Problem to solve: Leave out the pictures and transcribe the rest of the records exactly.

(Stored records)

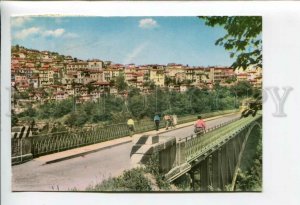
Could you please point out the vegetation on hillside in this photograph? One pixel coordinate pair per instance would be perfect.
(138, 105)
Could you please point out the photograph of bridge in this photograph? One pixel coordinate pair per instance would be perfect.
(136, 104)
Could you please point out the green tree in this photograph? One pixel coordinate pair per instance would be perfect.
(242, 89)
(120, 83)
(242, 38)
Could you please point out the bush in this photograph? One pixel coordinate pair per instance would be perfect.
(131, 180)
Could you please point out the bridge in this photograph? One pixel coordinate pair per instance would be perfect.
(211, 160)
(95, 167)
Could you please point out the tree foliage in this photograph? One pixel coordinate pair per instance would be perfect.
(243, 38)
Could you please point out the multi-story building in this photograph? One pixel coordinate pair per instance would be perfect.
(95, 64)
(157, 75)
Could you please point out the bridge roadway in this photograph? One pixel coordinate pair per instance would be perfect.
(80, 172)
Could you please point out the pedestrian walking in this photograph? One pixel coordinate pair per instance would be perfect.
(174, 120)
(156, 121)
(200, 126)
(130, 124)
(168, 121)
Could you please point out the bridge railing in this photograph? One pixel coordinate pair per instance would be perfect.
(197, 144)
(56, 142)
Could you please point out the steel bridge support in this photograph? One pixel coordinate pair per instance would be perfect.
(218, 170)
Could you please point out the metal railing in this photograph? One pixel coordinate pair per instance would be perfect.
(56, 142)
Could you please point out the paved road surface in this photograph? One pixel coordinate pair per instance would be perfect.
(83, 171)
(187, 131)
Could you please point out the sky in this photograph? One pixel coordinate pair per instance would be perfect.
(138, 40)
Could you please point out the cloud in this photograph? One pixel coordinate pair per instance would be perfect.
(27, 32)
(71, 35)
(147, 23)
(54, 33)
(60, 32)
(19, 21)
(136, 51)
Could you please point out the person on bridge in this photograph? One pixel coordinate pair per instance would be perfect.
(168, 120)
(156, 120)
(130, 124)
(200, 126)
(174, 120)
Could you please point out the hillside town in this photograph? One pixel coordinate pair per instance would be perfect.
(49, 76)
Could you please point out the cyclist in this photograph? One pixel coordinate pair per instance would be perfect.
(200, 126)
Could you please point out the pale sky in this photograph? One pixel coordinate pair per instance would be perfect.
(139, 40)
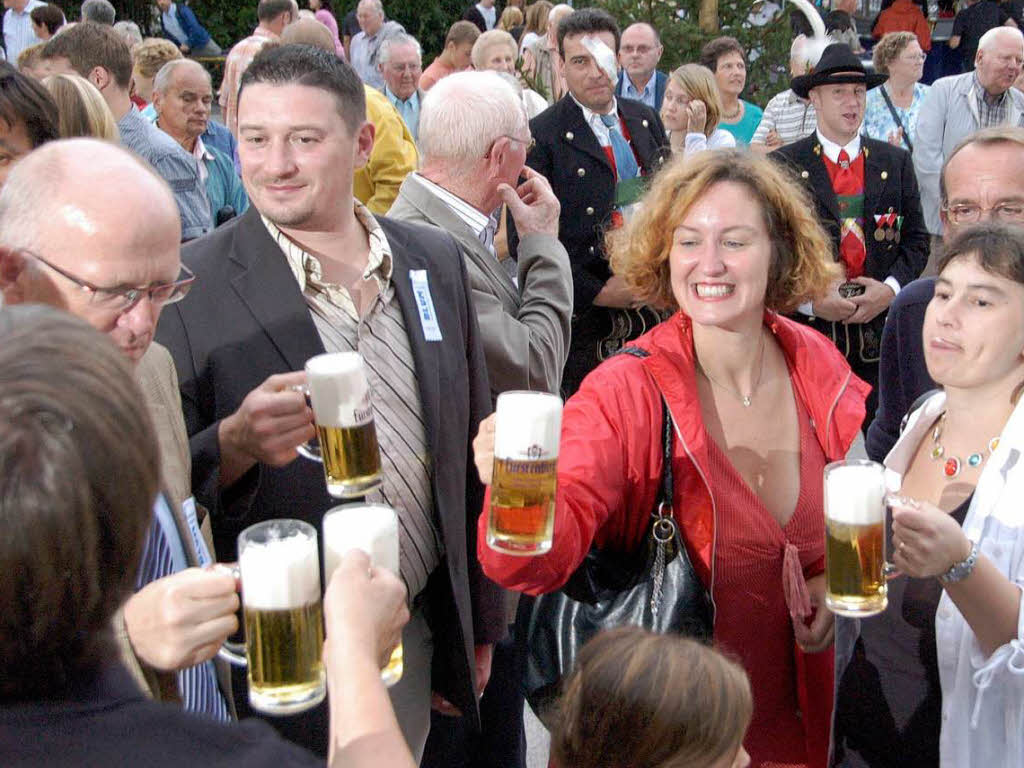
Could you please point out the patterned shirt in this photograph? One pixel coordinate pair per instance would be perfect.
(175, 166)
(241, 55)
(792, 117)
(381, 338)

Response to the exercise:
Could you please point out the vegetation on hillside in this photograph? One pixel coordinate pair per instance would be perfect.
(138, 105)
Could you please point out the photograph of bridge in this photograph? One pixel coordinate pair per instance would be perfect.
(136, 104)
Could you please point out the green tree in this photograph? One pixel coordinate pair per instance would be perfect.
(242, 89)
(120, 83)
(242, 38)
Could you please point out the bush in this photograph? One pixel coordinate pair per instance would be perfect.
(131, 180)
Could you please point out the bridge in this photograph? One pixel coordinate pair per instance would be perfect.
(211, 160)
(95, 167)
Could you please point out the tree foliage in this photograph? One pixel coordinate pair per instance would be perfect.
(243, 38)
Could you please point out the multi-story building in this photograph? One pixel coordinate pair per instance would be perfect.
(95, 64)
(157, 75)
Could you please point out the bridge roadway in this photograph? One pixel coordinate pair per instance would be perfect.
(80, 172)
Could you please point out the pedestrian walking in this photograph? One pixel coordinate pair per instance would be perfect.
(174, 120)
(156, 121)
(200, 126)
(130, 124)
(168, 121)
Could you please point out the bridge railing in this photograph? One pixel coordinate pair per instance would be perfect.
(197, 144)
(56, 142)
Could you please point out the steel bridge support in this photograph? One pixel coordinate pair per instance would be perfect.
(218, 170)
Could you please point out the metal railing in this photograph? One pixel coordinate pair per instance would be perfect.
(56, 142)
Could you please point out the paved road surface in this photograph? One pixel coordinate pair per instance would be perfect.
(83, 171)
(187, 131)
Could you please point out the sky in this photograph? One pixel coordinate pair per instance would be perfect.
(138, 40)
Could you please point out the cloud in this photograph? One pixel coordinate pair per instance would be perfect.
(27, 32)
(71, 35)
(147, 23)
(54, 33)
(60, 32)
(19, 21)
(136, 51)
Could you please point out the person on bridge in this photograph? One pixel coordinate pair per instance would be perfect.
(168, 120)
(156, 120)
(130, 124)
(200, 126)
(174, 120)
Could you please point out the hillside town in this photograph? One pixel coordinate pair per instance would be perfect.
(49, 76)
Could you please point out the cyclist in this photograph? One pixel coordinate pair per instance would be perfect.
(200, 126)
Could you please point out the pale sky in this photograph? One pixel coordinate pair per instance would be perfect.
(139, 40)
Could you please point out the patterned shirt in this photograph? One pixel coordinate pair per instance would be perfect.
(175, 166)
(241, 55)
(792, 117)
(381, 338)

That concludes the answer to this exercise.